TO DO:
**a)** Answer these questions about the text on The Broken Brain:
(i) What chair does Nancy C. Andreasen hold at The University of Iowa College of Medicine?
(ii) According to the review, what does the book spread misinformation about?
(iii) Which three conditions are named as a comparison for how the mentally ill deserve to be regarded?
**b)** Rewrite the text on The Broken Brain between "This book is" and "propaganda for bio-psychiatry.", inclusive, putting "a sales pitch" in place of "propaganda".
**c)** Decide whether each statement agrees with the text on The Broken Brain. Answer yes or no, and quote the words that decide it:
(i) Andreasen has written more than 500 articles.
(ii) The review recommends the book as an up-to-date guide to brain science.
(iii) Andreasen's research makes use of positron emission tomography.
*** DOCUMENT EXTRACT ***
The Broken Brain provides a complete and remarkably readable guide to the new scientific understanding of schizophrenia, severe depression, and other major mental disorders and to the new medications that have already returned hundreds of thousands to more normal lives. Dr. Andreasen's book is also a social manifesto that seeks to remove the shame, guilt, and punishment that are still attached to the mentally ill and, instead, to regard them "as human beings who deserve as much sensitivity and love as people who suffer from cancer, muscular dystrophy, or heart disease."
Nancy C. Andreasen, M.D., Ph.D., is Andrew H. Woods Chair of Psychiatry at The University of Iowa College of Medicine. She is actively involved in neuroimaging research, which involves the use of structural MR imaging, functional MR, and positron emission tomography. She has written a book on neuroimaging (Brain Imaging: Applications in Psychiatry), as well as more than 500 articles and seven books on other related topics. The primary emphasis of her research is on the development and application of novel neuroimaging tools, the study of normal cognition and emotion, and the study of major mental illnesses such as schizophrenia, schizophrenia spectrum disorders, schizoaffective disorder, schizophreniform disorder, and schizotypal personality.
This book is only worth reading as a historical snapshot, revealing mainstream psychiatry at its most hubristic. Overly reductionistic and in hindsight entirely misguided in its predictions for what brain science and psychopharmacology would reveal in the 1980s and 1990s. Cherry picks history, makes bad predictions, and propagates misinformation about so-called chemical imbalances. Reads like propaganda for bio-psychiatry.
*** SUPPLIED RECORDS ***
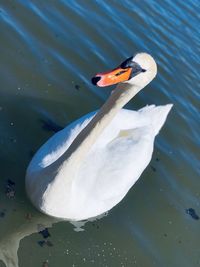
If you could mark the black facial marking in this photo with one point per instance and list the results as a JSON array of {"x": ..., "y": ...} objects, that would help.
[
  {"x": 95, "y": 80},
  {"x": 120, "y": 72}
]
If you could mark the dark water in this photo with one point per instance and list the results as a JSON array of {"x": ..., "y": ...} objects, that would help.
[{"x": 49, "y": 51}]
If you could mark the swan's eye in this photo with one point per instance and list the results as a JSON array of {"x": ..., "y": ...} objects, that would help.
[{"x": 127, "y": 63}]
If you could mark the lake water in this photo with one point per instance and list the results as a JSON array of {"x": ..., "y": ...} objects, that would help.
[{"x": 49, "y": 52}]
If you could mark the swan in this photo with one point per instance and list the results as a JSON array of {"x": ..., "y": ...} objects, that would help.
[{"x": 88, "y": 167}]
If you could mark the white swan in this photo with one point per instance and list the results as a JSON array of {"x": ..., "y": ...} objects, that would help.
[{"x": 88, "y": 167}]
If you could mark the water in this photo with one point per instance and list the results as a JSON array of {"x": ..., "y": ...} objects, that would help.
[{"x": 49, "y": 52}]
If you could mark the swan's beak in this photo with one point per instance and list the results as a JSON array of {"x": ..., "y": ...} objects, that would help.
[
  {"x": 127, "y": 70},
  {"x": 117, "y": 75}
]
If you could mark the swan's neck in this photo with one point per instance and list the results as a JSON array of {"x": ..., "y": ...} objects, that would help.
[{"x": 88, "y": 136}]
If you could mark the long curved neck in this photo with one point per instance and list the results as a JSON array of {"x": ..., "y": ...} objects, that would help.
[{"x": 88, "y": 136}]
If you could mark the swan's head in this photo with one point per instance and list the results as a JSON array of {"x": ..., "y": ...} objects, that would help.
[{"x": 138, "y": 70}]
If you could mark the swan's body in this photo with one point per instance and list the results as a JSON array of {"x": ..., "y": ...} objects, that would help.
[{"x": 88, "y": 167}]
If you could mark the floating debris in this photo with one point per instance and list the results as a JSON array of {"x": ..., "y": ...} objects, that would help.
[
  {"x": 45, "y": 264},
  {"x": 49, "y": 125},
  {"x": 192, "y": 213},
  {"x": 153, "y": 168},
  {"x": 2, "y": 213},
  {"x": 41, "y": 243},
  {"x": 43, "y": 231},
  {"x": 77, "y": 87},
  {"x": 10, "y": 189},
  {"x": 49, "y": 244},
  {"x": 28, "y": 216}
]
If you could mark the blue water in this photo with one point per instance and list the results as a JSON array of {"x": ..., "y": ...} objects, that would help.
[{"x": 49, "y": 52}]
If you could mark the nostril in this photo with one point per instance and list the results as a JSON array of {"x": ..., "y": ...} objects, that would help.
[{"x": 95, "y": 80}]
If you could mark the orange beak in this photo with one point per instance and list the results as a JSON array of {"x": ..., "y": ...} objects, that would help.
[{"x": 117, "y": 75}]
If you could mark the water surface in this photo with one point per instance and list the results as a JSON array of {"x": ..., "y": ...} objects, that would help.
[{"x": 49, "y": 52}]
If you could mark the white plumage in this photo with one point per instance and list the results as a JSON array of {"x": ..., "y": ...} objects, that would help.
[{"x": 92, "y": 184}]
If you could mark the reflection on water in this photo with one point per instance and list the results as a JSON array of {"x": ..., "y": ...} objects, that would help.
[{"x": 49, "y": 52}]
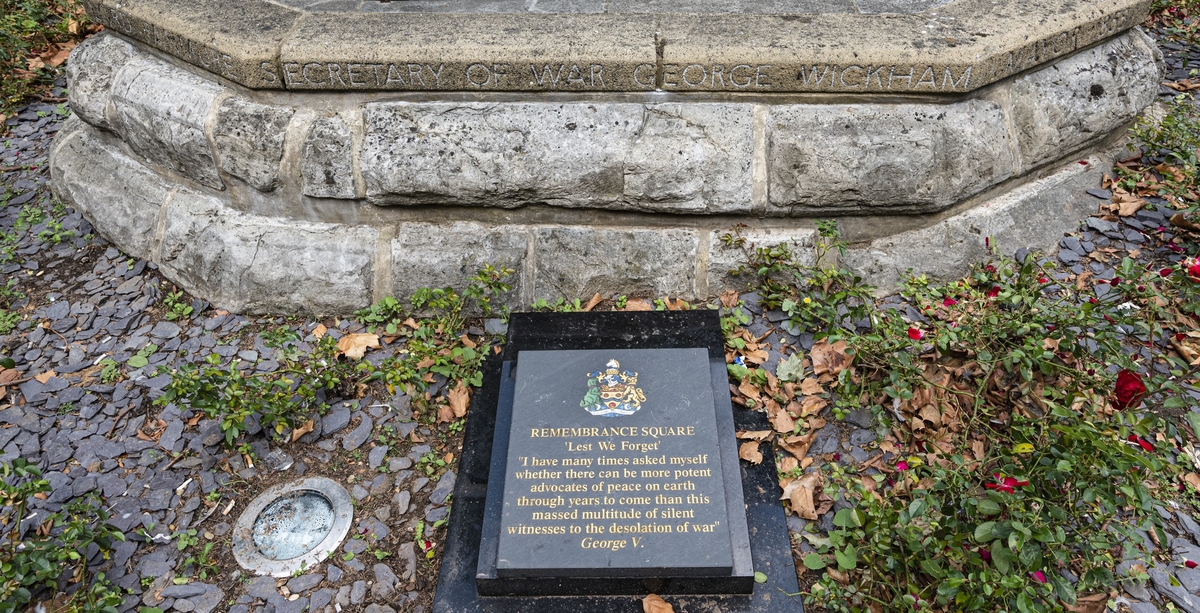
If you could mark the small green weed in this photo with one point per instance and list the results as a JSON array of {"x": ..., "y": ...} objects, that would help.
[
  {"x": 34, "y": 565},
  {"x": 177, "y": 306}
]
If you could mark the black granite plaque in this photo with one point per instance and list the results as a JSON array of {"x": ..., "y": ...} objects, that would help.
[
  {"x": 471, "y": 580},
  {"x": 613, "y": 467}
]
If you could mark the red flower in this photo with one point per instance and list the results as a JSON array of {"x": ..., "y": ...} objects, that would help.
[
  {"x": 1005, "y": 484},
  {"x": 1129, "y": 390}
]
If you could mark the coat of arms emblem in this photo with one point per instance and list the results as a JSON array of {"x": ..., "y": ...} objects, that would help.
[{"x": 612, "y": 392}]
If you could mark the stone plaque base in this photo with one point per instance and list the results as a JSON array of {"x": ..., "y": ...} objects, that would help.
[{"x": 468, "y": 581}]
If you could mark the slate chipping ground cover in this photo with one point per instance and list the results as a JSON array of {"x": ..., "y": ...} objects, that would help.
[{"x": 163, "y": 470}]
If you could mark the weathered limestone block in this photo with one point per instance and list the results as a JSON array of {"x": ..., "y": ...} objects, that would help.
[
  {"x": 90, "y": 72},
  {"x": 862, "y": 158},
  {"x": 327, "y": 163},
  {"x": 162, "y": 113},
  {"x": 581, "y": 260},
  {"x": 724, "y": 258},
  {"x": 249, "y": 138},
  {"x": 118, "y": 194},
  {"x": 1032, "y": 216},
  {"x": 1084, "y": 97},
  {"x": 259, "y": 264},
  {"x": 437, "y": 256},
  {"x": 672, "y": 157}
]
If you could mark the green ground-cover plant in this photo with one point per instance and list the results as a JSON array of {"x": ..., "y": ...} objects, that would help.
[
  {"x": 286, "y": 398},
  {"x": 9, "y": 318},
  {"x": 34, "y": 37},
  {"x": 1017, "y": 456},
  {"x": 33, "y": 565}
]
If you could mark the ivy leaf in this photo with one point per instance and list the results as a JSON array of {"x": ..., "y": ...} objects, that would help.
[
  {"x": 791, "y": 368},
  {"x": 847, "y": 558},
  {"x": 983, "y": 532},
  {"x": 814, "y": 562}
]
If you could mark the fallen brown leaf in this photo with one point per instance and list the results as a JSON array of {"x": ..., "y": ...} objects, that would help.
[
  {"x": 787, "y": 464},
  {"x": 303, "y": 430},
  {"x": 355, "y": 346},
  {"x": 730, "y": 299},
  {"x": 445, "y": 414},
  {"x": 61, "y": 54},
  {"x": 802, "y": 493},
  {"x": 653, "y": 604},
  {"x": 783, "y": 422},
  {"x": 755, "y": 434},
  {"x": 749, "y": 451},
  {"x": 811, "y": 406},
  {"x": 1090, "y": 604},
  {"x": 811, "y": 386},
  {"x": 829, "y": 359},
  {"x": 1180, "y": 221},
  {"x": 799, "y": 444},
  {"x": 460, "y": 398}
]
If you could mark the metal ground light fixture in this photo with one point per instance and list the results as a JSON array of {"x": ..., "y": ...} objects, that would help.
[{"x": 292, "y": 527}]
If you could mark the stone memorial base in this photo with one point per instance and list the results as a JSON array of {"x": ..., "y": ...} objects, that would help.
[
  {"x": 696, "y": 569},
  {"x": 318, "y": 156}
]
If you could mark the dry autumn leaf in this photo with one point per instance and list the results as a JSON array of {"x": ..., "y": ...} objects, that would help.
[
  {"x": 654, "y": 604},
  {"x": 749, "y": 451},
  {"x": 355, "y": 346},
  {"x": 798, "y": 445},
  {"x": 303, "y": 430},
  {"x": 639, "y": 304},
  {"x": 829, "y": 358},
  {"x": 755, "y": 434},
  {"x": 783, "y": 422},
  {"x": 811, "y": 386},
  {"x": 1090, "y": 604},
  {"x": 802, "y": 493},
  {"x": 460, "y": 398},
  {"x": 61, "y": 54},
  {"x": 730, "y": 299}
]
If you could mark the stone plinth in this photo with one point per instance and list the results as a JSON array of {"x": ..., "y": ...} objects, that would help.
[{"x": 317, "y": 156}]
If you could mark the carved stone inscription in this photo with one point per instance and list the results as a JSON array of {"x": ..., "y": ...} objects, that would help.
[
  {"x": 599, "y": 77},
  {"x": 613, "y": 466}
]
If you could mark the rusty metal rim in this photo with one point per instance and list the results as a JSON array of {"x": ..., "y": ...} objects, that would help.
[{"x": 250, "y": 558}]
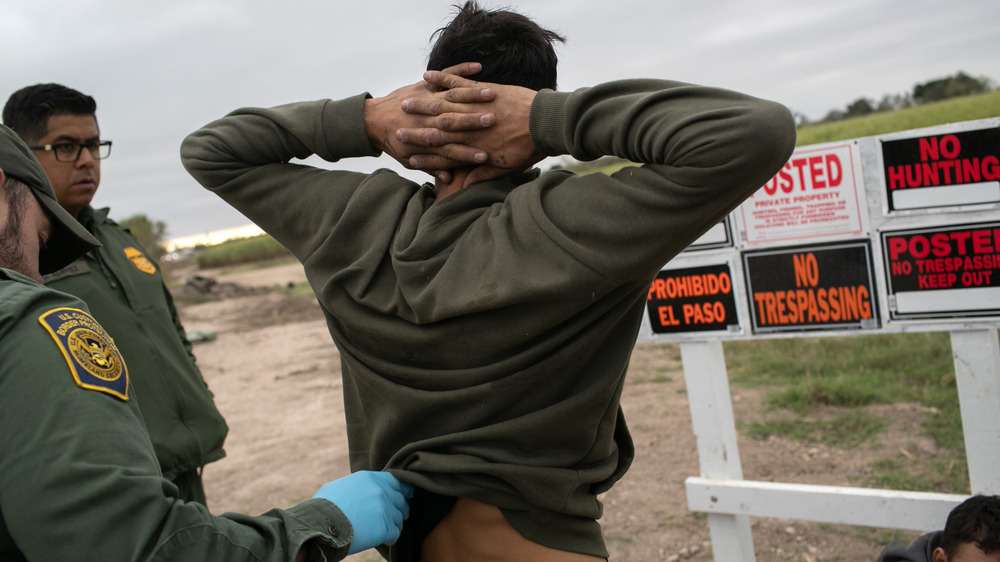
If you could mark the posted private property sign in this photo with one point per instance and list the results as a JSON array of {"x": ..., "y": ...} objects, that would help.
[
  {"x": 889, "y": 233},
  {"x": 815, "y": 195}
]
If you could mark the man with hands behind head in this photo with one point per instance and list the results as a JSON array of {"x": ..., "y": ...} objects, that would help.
***
ANSWERS BELOW:
**a)**
(i) Andrew H. Woods Chair of Psychiatry
(ii) So-called chemical imbalances
(iii) Cancer, muscular dystrophy, and heart disease

**b)**
This book is only worth reading as a historical snapshot, revealing mainstream psychiatry at its most hubristic. Overly reductionistic and in hindsight entirely misguided in its predictions for what brain science and psychopharmacology would reveal in the 1980s and 1990s. Cherry picks history, makes bad predictions, and propagates misinformation about so-called chemical imbalances. Reads like a sales pitch for bio-psychiatry.

**c)**
(i) Yes: "as well as more than 500 articles and seven books on other related topics"
(ii) No: "This book is only worth reading as a historical snapshot"
(iii) Yes: "which involves the use of structural MR imaging, functional MR, and positron emission tomography"